[Sección del documento]
━━━━━━━━━━━━━━━━

[ÉBOLA]

Los huérfanos de la epidemia

A Hawaiu le gusta bailar. Basta con que su abuela Mami Kamara, de 55 años, entone las primeras sílabas de una canción para que la pequeña, de solo tres, empiece a mover los brazos al ritmo de la música. A su hermano Amadu, de cuatro, lo que le gusta es correr de un lado para otro. También hace el gesto de golpear un balón, pero en Kula, en la localidad sierraleonesa de Kailahun, no se ven muchas pelotas a las que dar patadas. Ni pelotas, ni muñecas ni cochecitos. “A veces me preguntan por sus padres y yo les digo que se han ido, que ya no van a volver. Si están tristes les doy galletas, no tengo otra cosa”, asegura la abuela. Son los huérfanos del ébola, niños que han perdido a sus padres y que están siendo acogidos por familiares o vecinos que se atreven a romper el estigma que pesa sobre esta enfermedad. Huérfanos, pero no abandonados del todo.

━━━━━━━━━━━━━━━━

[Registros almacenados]
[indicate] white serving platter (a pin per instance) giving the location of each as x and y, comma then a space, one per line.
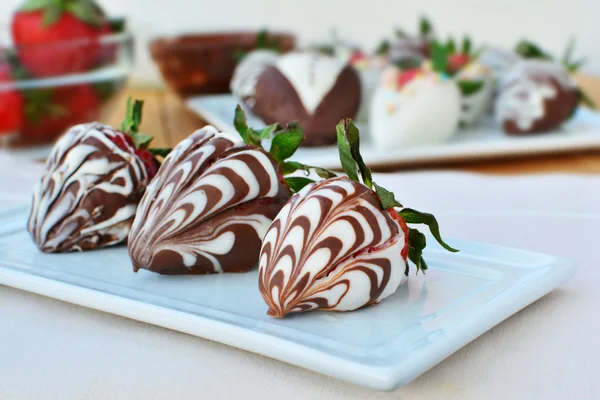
483, 141
383, 347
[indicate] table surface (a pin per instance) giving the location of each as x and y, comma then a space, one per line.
169, 121
52, 350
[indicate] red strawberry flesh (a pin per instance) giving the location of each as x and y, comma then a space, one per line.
407, 76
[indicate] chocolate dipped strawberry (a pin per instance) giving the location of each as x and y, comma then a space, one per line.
536, 96
213, 199
58, 37
312, 88
414, 107
94, 179
339, 244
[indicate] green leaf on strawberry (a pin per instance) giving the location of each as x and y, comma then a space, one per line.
468, 87
141, 141
353, 164
439, 57
416, 217
285, 142
383, 48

━━━━━━━━━━━━━━━━

[Preguntas por responder]
1) Enumera a todas las personas que se mencionan por su nombre en el reportaje sobre los huérfanos del ébola, junto con la edad que se da para cada una.
2) Prosigue el reportaje sobre los huérfanos del ébola a partir de su última frase.
Los registros son un material independiente del texto.

[Solucionario]
1) Hawaiu, de tres años; Mami Kamara, de 55 años; Amadu, de cuatro años.

2)
Estamos en el epicentro de ese terremoto llamado ébola. Solo en Kailahun y Kenema 659 personas se han contagiado del virus (747 en toda Sierra Leona). Debido a su forma de transmisión a través del contacto estrecho, la enfermedad está diezmando a familias enteras. Al menos un centenar de niños en esas dos provincias han perdido a sus padres, según las cifras de Unicef. “Algunos de ellos han tenido que salir de sus comunidades y ser acogidos en otros pueblos”, dice Roeland Mosnach, representante de Unicef en Sierra Leona. “Tenemos evidencias de que el ébola está rompiendo las estructuras tradicionales de acogida y apoyo mutuo, sobre todo a causa del miedo y el estigma, aunque tengo la sensación de que es algo temporal, de que una vez pase este período de confusión todo volverá a su sitio”, añade.

Kula es apenas un puñado de casas, unas de barro, otras de cemento, que se asoma tímidamente a la pista de tierra por la que pasan a diario los vehículos de las ONG con todos esos blancos a bordo que vienen y van. Allí, Hawaiu y Amadu han encontrado un nuevo hogar provisional. Sus padres, el granjero Amara Aliu, de 45 años, y su esposa Mata, de 32, cayeron enfermos hace cosa de dos meses y fallecieron poco después en el centro de aislamiento de Kailahun. Los niños, sin embargo, no. Ellos estaban bien. Mami Kamara, que vende bolsitas de azúcar, cubitos de concentrado para caldo y otras especias a la entrada de su casa para obtener unos pocos leones, la moneda local, que le permitan seguir adelante, se ha hecho cargo de sus nietos.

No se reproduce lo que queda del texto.